-------- Exercise data --------
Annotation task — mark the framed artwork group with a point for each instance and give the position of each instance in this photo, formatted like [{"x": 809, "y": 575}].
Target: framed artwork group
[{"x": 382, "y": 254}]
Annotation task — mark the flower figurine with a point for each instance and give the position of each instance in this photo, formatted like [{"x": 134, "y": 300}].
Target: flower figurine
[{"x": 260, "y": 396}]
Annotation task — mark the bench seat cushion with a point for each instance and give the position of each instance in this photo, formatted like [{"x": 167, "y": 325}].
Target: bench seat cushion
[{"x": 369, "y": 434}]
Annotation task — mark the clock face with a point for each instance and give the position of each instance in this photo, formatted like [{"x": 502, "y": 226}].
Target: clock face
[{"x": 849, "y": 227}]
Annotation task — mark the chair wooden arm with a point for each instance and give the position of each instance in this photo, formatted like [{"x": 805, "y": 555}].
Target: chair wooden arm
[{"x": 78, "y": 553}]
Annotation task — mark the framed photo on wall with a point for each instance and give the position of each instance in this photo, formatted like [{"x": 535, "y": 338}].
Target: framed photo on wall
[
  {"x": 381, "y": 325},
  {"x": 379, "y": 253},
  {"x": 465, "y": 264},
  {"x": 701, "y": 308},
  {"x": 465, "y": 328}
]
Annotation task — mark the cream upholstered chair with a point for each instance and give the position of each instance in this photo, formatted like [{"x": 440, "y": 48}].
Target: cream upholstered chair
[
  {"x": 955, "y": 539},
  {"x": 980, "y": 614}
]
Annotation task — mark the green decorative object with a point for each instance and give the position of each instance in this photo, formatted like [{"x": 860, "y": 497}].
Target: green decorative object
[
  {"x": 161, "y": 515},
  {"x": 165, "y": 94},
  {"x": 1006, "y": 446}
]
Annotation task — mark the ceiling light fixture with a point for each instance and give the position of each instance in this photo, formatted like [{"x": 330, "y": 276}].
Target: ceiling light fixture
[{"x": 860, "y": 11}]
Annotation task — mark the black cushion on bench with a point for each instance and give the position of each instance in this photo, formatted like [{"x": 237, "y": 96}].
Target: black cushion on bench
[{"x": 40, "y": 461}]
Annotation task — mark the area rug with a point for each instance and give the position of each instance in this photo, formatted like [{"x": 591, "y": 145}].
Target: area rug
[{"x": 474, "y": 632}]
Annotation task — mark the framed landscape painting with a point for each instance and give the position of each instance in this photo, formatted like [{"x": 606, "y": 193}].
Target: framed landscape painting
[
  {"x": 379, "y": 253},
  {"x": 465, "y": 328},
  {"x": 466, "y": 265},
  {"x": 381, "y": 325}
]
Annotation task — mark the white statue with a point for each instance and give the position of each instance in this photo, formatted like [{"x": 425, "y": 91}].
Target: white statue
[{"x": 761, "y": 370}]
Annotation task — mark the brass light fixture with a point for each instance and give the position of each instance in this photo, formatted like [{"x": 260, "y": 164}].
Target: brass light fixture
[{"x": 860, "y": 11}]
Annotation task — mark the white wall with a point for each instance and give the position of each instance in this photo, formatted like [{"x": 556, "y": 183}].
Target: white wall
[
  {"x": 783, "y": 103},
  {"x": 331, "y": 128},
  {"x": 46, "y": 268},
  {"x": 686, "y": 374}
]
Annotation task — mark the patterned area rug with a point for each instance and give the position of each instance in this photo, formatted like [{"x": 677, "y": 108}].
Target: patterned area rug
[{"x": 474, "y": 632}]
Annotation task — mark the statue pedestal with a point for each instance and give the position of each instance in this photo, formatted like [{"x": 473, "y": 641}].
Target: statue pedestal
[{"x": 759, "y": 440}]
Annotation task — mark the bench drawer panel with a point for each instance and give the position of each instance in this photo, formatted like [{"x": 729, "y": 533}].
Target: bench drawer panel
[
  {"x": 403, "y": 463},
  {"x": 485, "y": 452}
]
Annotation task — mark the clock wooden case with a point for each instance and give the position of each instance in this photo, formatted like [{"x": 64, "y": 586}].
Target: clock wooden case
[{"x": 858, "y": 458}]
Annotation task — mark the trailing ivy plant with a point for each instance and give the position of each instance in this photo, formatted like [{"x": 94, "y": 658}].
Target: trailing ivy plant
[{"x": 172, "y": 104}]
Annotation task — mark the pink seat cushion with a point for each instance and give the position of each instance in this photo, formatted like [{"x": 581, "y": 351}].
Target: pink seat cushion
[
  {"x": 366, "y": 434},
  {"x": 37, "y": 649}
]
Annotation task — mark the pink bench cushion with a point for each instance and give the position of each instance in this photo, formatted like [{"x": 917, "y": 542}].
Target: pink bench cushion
--------
▶ _What you need to do_: Go through the data and retype all of it exactly.

▶ _Task result_:
Annotation task — mark the framed artwork group with a point for each instance and give the position of each instance in this photo, formatted like [{"x": 809, "y": 575}].
Target: framed artwork group
[{"x": 382, "y": 254}]
Annotation task — mark the flower figurine with a point for each instance and give the position of each instance in this photo, formatted like [{"x": 134, "y": 300}].
Target: flower figurine
[{"x": 260, "y": 396}]
Annotation task — mark the bench seat cushion with a point for each instance and give the position of each instance in this photo, formatted like [{"x": 167, "y": 325}].
Target: bench seat cushion
[{"x": 369, "y": 434}]
Annotation task — mark the clock face with a point for each instance and give the position of each instance in this photo, formatted like [{"x": 502, "y": 226}].
Target: clock face
[{"x": 849, "y": 227}]
Annotation task — mark the chair wooden arm with a point for each instance and give the position of each instance in this photo, formatted like [{"x": 805, "y": 555}].
Target: chair wooden arm
[{"x": 78, "y": 553}]
Annotation task — mark the framed photo on wall with a point for each instance and give the position of each instance in this photo, formatted like [{"x": 535, "y": 338}].
Target: framed photo on wall
[
  {"x": 381, "y": 325},
  {"x": 379, "y": 253},
  {"x": 465, "y": 264},
  {"x": 701, "y": 308},
  {"x": 465, "y": 328}
]
Annotation task — mark the cream upholstered chair with a point for each instance and give the position of each instance in this photo, formatted like [{"x": 440, "y": 48}].
Target: cream upholstered chair
[
  {"x": 955, "y": 539},
  {"x": 980, "y": 614}
]
Annotation task — mark the green decorative object with a point for each instance and give the position of each instance in this photo, formatted like [{"x": 860, "y": 497}].
Target: green decorative object
[
  {"x": 161, "y": 515},
  {"x": 165, "y": 94},
  {"x": 1006, "y": 446}
]
Annotation task — mark the ceiling light fixture with a point for each instance and give the position of each instance in this photo, formatted like [{"x": 330, "y": 276}].
Target: ceiling light fixture
[{"x": 860, "y": 11}]
Annotation task — mark the black cushion on bench with a point for each instance and give the position of each instance in this photo, formatted like [{"x": 237, "y": 96}].
Target: black cushion on bench
[{"x": 40, "y": 461}]
Annotation task — mark the area rug with a point for each instance and give the position of each instance in this photo, formatted like [{"x": 591, "y": 145}].
Target: area rug
[{"x": 474, "y": 632}]
Annotation task — mark the framed landscape painting with a point for each instance and give the position of each instance in this photo, formatted like [{"x": 606, "y": 193}].
Target: framed landscape painting
[
  {"x": 379, "y": 253},
  {"x": 465, "y": 328},
  {"x": 466, "y": 265},
  {"x": 381, "y": 325}
]
Annotation task — mark the white statue with a point for each instance and give the position of each instance in this photo, formatted like [{"x": 425, "y": 91}].
Target: white statue
[{"x": 761, "y": 370}]
Annotation task — mark the brass light fixture with a point for each instance and give the position of each instance in this photo, formatted like [{"x": 260, "y": 164}].
Target: brass light fixture
[{"x": 860, "y": 11}]
Annotation task — mark the white wall with a point for each instance and give the position of each instance in this photo, formatted like [{"x": 556, "y": 183}].
Target: white wall
[
  {"x": 783, "y": 103},
  {"x": 331, "y": 128},
  {"x": 46, "y": 268},
  {"x": 686, "y": 374}
]
Annotation task — mark the patterned area rug with a point for each instance and give the position of each instance in this photo, formatted like [{"x": 677, "y": 108}].
Target: patterned area rug
[{"x": 474, "y": 632}]
Annotation task — mark the statue pedestal with a point for each instance and give the position of each instance in this photo, formatted like [{"x": 473, "y": 641}].
Target: statue pedestal
[{"x": 759, "y": 440}]
Annotation task — mark the bench drawer panel with a point for each instance and give the position of each instance in this photo, formatted like [{"x": 729, "y": 533}].
Target: bench drawer panel
[
  {"x": 403, "y": 463},
  {"x": 485, "y": 452}
]
Annotation task — mark the clock wooden case with a point for each instance and give the position of each instance in this photo, formatted like [{"x": 64, "y": 586}].
Target: clock wooden case
[{"x": 858, "y": 458}]
Annotation task — mark the trailing ivy plant with a point for each instance and give the position of each instance in this photo, formatted like [{"x": 94, "y": 658}].
Target: trailing ivy plant
[{"x": 172, "y": 104}]
Annotation task — mark the pink seat cushion with a point for each instance and give the position of each instance in this photo, formatted like [{"x": 581, "y": 351}].
Target: pink seat cushion
[
  {"x": 366, "y": 434},
  {"x": 37, "y": 649}
]
Annotation task — mark the pink bench cushion with a point for each instance and give the position of each instance in this photo, formatted like [{"x": 917, "y": 542}].
Target: pink bench cushion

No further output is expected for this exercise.